» **Work item**: Return the part of the running recovery text between "Your muscles work" and "your working muscles.", inclusive, copied word for word.

» **Provided text**:
+++

Like so many things, the morning after is always worse. This is no exception when it comes to running. You deal with the agonising aches and pains and the complimentary pigeon-toed walk all for the greater good of the run. But you really don’t need to – here are some of the best running recovery tips to keep you feeling fresh.
Is it important to cool-down after a run?
Yes! One of the best running recovery tips is allowing time for a cool-down. They seem counterproductive to a lot of people but it’s important to gradually lower your heart rate back to its resting rate, or near as dammit. Imagine your work out like a curve, you want to gradually work up to your run by a warm-up and slowly lower it back down in the cool down.
What is a good cool down for a runner?
Like we previously mentioned gradually returning to rest is the best way to conclude exercise. Keeping this in mind, here is one way you can cool-down after a run. Firstly, incorporate a cooldown into your run distance. If you want to run 5k during your session, add some length to give yourself apt time to cool down.
When approaching your cool down gradually decrease your pace every minute until you reach a walking pace. Once you get to walking, incorporate dynamic stretches such as lunges and leg raises for the desired number of reps. Usually, 8-12 reps with 2 or 3 sets is a good place to start. Then stop and focus on stretching key muscles including your upper body. Be sure to stretch out your Quadriceps, Calves, Hamstrings, Lats and Traps. Then roll out your joints focusing primarily on your ankles, hips and shoulders. During this ensure your breathing slowly and deeply in through your nose and exhaling out your mouth. A final run is often a good way to flush any leftover toxins. A gentle jog to raise your heart rate a little above resting might highlight any tense areas needing an extra bit of TLC.
Can what I wear help prevent DOMS?
DOMS stands for delayed onset muscle soreness but it’s widely believed that compression gear can benefit your recovery. Research isn’t concluded but many believe that compression gears tight fit restricts the possible inflammation of your muscles. Know from what we know about muscles soreness, this, in turn, means that people who wear compression gear should not suffer from less muscle soreness as swelling is one of the primary reasons why we do.
Compression gear can be a relatively inexpensive part of your running inventory or top brands like Under Armour, GymShark and Nike. We recently reviewed Sculptmode’s compression wear which can be found here to help you decide if it’ll be money well spent for you.
Why does water help prevent DOMS?
Your muscles work harder during exercise, therefore they demand more oxygen. Approximately 80% of your blood volume actually consists of water so drinking does more than simply quenching your thirst! Water helps transport much-needed oxygen and around the body providing nourishment for your working muscles.
Water contains electrolytes – a lack of which can contribute to DOMS so replacing these are imperative. Be sure to replace the fluids you lose through sweat by drinking little and often on your run and drinking after you have finished training.
Looking after them while you run, and after, is why water and hydration is one of the best running recovery tips. Be sure to avoid drinks high in sugar, salt and caffeine as they can increase dehydration.

+++

» **Information**:
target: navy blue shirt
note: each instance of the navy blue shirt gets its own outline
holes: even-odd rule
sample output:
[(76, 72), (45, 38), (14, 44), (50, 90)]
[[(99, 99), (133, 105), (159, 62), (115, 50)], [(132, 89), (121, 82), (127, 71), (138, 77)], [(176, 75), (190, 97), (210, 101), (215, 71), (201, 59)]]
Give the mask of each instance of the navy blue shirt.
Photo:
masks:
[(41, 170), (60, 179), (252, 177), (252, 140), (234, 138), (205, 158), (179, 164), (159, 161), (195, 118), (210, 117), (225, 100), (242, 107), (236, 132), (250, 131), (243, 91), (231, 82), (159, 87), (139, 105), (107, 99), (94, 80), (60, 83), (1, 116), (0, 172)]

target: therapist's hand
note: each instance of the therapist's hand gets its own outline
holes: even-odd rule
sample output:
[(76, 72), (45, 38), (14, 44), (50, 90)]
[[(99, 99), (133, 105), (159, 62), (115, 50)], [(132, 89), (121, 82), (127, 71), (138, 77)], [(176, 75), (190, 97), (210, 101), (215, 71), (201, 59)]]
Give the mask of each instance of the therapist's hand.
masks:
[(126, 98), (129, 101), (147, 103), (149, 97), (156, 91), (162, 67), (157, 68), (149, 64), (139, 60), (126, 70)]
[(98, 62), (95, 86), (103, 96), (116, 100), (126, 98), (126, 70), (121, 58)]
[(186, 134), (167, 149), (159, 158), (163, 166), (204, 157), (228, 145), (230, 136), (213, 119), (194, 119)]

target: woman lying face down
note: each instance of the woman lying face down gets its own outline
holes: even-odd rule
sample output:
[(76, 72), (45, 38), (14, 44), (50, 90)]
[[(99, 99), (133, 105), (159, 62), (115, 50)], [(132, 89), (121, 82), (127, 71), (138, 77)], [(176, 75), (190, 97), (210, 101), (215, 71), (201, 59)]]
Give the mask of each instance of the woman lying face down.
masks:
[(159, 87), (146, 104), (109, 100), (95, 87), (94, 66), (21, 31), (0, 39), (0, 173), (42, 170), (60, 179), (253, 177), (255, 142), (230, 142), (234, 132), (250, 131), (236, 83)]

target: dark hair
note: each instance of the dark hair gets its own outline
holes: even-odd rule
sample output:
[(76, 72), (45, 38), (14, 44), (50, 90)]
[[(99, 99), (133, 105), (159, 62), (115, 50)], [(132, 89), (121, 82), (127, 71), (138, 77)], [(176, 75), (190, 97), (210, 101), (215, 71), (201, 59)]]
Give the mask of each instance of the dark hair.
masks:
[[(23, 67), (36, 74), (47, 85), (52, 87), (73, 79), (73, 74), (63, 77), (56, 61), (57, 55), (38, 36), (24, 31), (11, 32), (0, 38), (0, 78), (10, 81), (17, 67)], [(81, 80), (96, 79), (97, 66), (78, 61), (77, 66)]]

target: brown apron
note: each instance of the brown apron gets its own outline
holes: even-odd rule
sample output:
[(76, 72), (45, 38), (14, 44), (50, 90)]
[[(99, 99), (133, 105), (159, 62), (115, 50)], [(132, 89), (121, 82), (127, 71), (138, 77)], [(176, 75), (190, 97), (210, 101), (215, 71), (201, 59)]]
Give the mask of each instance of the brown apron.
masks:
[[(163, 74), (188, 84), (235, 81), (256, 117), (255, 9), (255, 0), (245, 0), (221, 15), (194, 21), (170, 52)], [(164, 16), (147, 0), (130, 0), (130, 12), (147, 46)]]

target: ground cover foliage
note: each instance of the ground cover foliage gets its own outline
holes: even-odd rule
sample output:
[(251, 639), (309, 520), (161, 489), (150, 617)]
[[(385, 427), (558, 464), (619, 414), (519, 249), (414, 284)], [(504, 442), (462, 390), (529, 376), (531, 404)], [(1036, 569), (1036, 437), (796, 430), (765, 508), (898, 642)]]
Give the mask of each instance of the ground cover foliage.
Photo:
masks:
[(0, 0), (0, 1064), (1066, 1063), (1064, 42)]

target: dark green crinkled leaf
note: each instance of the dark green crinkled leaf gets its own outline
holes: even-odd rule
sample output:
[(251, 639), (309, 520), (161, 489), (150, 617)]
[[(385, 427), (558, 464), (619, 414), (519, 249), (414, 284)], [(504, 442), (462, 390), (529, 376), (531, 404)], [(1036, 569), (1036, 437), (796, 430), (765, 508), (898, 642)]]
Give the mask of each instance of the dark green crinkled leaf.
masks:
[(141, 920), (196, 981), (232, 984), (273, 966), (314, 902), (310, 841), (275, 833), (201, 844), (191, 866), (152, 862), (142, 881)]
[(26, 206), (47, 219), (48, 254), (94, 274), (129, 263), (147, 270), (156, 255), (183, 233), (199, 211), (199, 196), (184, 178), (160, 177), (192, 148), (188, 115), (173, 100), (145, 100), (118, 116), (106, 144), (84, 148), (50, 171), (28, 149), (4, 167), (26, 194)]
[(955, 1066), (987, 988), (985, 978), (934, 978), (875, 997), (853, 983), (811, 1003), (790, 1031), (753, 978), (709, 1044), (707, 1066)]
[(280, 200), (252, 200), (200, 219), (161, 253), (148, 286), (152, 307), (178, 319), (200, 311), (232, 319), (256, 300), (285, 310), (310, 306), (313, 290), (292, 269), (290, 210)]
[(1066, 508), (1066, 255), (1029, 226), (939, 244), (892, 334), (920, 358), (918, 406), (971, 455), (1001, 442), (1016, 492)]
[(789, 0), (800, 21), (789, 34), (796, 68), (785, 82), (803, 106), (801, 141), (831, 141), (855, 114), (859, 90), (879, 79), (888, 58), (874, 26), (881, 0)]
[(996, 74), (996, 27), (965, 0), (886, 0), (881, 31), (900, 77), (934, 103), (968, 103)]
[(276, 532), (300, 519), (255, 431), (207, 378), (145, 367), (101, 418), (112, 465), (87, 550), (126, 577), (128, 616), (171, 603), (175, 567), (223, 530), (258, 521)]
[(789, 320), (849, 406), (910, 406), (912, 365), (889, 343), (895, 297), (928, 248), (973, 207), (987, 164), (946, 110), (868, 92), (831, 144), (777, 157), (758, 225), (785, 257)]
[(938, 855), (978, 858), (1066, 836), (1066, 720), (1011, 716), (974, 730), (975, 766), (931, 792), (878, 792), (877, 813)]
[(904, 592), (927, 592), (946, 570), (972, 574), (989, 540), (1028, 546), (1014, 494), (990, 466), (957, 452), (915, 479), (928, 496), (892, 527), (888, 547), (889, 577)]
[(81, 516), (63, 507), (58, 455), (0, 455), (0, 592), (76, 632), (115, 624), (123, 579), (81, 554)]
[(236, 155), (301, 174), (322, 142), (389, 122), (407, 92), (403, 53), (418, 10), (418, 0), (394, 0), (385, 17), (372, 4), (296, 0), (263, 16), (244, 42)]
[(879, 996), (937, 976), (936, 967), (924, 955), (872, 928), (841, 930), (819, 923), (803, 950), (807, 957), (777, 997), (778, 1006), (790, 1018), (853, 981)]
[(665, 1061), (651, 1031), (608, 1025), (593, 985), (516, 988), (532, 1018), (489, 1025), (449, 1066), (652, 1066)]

+++

» **Written response**:
Your muscles work harder during exercise, therefore they demand more oxygen. Approximately 80% of your blood volume actually consists of water so drinking does more than simply quenching your thirst! Water helps transport much-needed oxygen and around the body providing nourishment for your working muscles.